All lines from the one containing "of the door" through the last line of the listing below are to be copied exactly. Exclude the pictures.

[Start of ITEMS]

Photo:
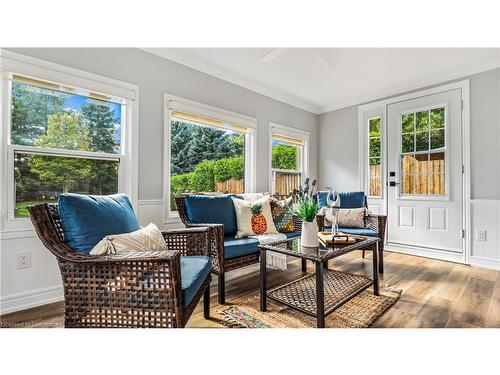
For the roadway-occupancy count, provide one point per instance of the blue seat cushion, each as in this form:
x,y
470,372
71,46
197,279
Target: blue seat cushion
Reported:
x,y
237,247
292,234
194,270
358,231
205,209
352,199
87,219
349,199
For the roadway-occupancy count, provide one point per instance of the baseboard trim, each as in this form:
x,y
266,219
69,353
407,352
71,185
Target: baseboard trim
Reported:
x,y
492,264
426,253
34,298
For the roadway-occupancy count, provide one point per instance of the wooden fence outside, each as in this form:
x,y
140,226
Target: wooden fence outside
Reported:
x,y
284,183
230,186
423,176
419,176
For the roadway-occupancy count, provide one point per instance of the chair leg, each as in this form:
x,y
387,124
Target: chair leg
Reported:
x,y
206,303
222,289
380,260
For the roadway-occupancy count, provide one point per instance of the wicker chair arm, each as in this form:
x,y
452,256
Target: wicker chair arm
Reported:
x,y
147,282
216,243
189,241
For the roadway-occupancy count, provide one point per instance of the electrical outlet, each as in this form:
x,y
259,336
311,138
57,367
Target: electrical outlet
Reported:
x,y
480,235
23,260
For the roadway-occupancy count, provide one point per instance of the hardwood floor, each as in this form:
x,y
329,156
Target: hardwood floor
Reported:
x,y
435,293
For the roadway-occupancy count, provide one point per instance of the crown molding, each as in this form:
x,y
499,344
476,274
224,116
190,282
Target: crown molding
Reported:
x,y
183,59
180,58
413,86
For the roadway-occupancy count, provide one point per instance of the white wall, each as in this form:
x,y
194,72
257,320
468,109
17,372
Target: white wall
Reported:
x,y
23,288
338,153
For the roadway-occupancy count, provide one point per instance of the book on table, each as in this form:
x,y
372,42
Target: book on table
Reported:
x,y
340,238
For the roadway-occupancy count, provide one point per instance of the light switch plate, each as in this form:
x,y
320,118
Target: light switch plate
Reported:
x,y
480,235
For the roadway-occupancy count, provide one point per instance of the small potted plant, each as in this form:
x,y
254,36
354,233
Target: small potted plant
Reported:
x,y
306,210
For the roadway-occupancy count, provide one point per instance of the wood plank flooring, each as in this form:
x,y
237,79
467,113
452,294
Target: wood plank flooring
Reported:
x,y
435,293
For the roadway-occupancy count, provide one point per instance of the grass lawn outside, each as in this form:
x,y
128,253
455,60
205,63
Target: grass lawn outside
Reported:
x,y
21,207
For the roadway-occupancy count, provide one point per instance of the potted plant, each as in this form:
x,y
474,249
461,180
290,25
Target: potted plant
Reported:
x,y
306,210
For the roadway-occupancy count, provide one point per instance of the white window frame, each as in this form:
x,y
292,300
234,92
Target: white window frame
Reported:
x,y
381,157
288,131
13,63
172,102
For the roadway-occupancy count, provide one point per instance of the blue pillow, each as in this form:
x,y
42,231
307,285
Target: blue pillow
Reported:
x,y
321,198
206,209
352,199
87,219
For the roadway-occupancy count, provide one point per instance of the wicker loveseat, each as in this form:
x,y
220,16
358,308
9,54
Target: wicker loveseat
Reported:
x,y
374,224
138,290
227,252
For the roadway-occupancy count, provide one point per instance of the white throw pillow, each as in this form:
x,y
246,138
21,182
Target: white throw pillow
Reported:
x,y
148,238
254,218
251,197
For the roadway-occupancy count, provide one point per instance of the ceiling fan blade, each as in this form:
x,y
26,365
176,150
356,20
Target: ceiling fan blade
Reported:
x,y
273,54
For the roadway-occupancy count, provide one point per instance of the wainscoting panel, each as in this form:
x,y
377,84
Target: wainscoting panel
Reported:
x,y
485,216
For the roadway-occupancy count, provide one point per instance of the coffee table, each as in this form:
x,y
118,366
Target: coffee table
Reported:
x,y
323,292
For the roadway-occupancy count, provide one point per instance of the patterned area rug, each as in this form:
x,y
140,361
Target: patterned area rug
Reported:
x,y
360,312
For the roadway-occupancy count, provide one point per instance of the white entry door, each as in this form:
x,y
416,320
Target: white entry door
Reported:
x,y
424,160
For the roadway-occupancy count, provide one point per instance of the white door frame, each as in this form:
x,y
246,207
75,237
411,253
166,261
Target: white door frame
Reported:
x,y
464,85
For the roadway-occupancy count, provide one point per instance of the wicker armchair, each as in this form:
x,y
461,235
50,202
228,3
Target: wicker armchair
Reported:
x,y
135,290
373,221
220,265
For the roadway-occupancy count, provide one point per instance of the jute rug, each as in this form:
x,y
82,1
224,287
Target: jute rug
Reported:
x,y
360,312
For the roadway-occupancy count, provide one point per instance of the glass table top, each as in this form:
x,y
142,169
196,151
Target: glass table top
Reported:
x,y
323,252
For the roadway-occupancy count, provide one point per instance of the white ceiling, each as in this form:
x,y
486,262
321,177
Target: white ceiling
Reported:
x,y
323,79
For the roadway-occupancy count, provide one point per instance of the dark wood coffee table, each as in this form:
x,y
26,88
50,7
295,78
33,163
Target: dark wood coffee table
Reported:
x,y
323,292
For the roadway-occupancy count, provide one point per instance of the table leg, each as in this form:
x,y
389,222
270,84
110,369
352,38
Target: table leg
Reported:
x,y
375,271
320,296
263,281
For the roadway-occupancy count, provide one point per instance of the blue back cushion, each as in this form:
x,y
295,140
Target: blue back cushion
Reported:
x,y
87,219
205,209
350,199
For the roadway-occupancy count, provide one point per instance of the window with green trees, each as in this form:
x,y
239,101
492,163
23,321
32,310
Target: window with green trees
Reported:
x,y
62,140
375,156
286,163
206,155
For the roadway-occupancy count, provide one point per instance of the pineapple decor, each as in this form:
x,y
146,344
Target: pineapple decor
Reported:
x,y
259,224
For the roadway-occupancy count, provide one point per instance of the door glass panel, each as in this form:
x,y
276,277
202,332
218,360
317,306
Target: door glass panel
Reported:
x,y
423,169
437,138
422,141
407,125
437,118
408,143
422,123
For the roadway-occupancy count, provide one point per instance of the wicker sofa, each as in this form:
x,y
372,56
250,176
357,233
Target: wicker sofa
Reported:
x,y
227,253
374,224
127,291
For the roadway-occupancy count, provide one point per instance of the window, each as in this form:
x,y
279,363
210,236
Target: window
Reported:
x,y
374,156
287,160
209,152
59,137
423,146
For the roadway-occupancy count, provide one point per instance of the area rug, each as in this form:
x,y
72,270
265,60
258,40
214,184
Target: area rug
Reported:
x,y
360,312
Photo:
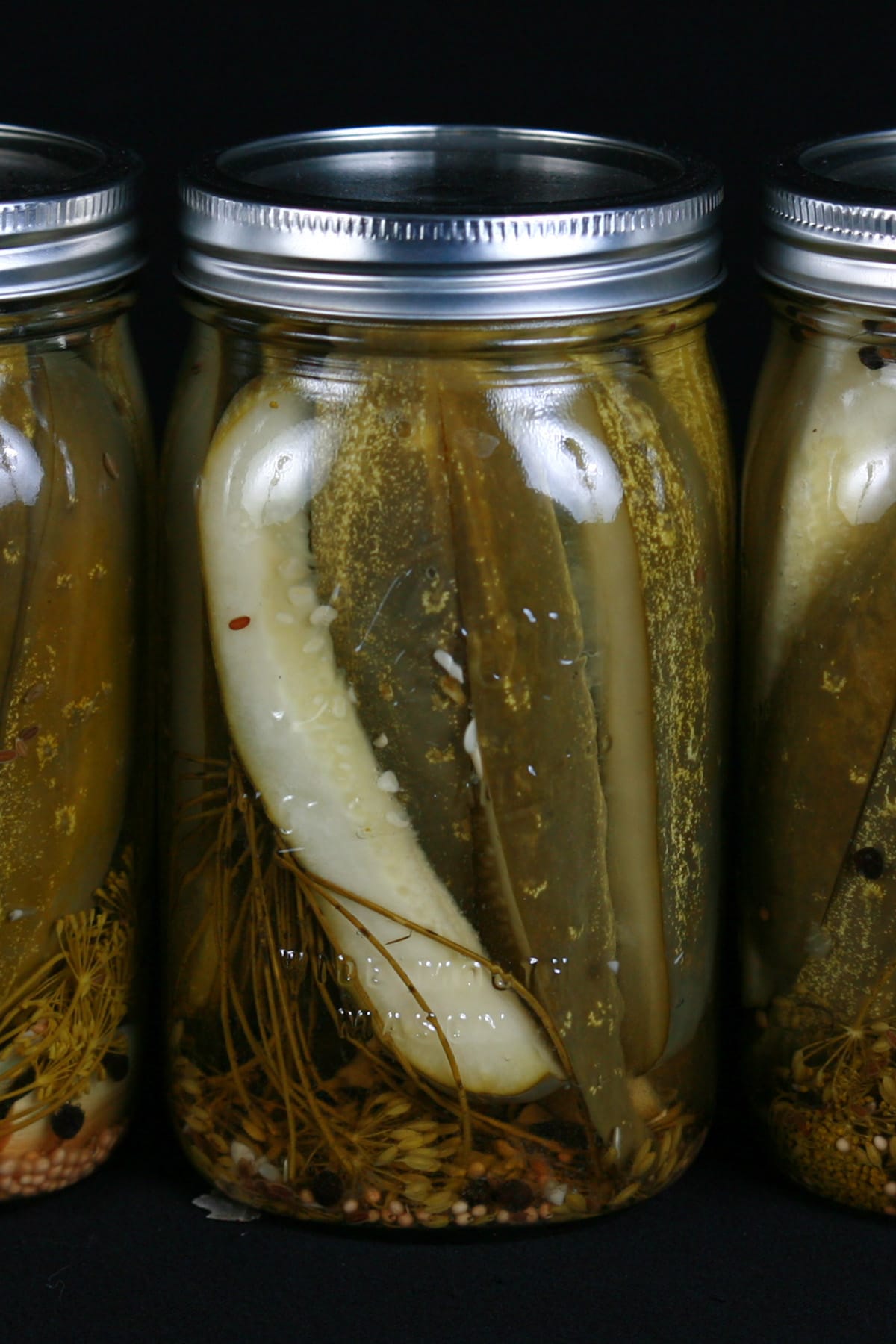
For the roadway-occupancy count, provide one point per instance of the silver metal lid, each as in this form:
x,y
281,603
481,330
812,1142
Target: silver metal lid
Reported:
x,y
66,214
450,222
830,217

[End of ITEMS]

RESULT OF THIS TASK:
For the roadway-occupancy count, provide one point per instance of the door glass panel, each as in this form:
x,y
276,277
202,332
218,360
317,306
Target: door glass panel
Reported:
x,y
423,169
437,138
422,141
407,125
437,118
408,143
422,123
For the roadway-occupancy count, provide one point per instance of the wicker sofa, each as in this form:
x,y
372,56
250,176
357,233
Target: wicker sofa
Reported:
x,y
227,253
374,224
127,291
For the roadway-occupancy count, provide one point per instance of the window, each as in this form:
x,y
279,363
210,236
Target: window
Reported:
x,y
374,156
287,160
209,152
59,137
423,146
For the roadway-occupancy count, provide one point per instance of the area rug, each as in this form:
x,y
72,270
265,60
258,40
214,184
Target: area rug
Reported:
x,y
360,312
Photo:
For the roadway-occupancy count, provide one point per instance of the silver metal lid, each as in this form:
x,y
281,603
481,330
812,1142
Target: silver metal lid
Reported:
x,y
66,214
450,222
830,217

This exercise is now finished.